| MATERIAL PROVIDED |

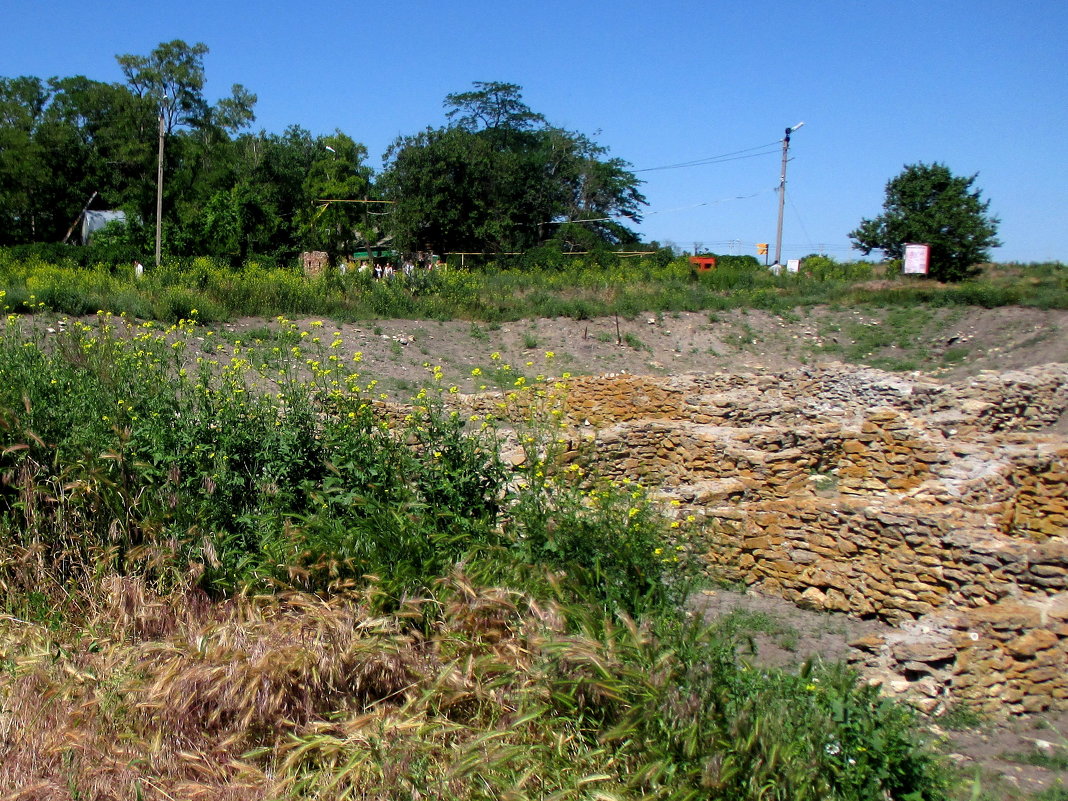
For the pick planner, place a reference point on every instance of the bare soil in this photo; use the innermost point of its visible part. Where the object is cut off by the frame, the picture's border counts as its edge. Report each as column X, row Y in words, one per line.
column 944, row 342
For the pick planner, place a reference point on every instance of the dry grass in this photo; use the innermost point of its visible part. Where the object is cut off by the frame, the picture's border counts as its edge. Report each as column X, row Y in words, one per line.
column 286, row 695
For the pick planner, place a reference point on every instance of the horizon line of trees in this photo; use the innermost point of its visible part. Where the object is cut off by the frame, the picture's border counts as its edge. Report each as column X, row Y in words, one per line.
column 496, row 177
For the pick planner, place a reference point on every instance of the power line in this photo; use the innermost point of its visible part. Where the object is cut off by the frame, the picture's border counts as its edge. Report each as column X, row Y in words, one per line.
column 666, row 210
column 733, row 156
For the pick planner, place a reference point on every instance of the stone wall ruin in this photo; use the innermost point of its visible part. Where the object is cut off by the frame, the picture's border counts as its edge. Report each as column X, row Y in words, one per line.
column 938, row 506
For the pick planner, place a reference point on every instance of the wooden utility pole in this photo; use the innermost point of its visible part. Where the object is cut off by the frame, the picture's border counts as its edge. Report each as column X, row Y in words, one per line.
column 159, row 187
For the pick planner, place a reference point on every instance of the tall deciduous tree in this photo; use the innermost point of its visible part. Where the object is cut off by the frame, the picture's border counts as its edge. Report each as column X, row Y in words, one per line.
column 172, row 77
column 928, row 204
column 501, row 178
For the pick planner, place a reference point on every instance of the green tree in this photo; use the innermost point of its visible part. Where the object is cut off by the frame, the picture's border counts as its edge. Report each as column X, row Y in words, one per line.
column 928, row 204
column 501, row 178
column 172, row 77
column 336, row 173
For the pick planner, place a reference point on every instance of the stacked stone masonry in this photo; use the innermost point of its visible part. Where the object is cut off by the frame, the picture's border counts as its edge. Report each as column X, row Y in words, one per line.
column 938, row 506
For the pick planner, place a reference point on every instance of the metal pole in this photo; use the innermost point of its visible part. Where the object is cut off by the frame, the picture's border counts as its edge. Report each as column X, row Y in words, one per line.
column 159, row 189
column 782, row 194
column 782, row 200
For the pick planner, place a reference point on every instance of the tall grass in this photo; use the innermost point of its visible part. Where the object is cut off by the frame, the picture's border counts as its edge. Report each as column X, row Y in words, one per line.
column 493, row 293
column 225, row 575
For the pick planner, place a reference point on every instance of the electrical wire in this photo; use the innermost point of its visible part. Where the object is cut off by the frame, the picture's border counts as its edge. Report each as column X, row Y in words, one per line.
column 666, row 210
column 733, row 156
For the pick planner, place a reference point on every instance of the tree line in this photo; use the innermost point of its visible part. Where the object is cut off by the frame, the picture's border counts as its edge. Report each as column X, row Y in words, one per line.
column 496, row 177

| TASK |
Copy the lines above word for word, starting with the first one and going on through the line that contains "column 944, row 342". Leave the picture out of your copy.

| RIGHT ANSWER |
For the pick planner, place a reference point on every instance of the bare soil in this photo; use the innermost point of its visible part. Where the object is cut off by the frame, the picture's border counts as its edge. Report each as column X, row Y in words, one per line.
column 944, row 342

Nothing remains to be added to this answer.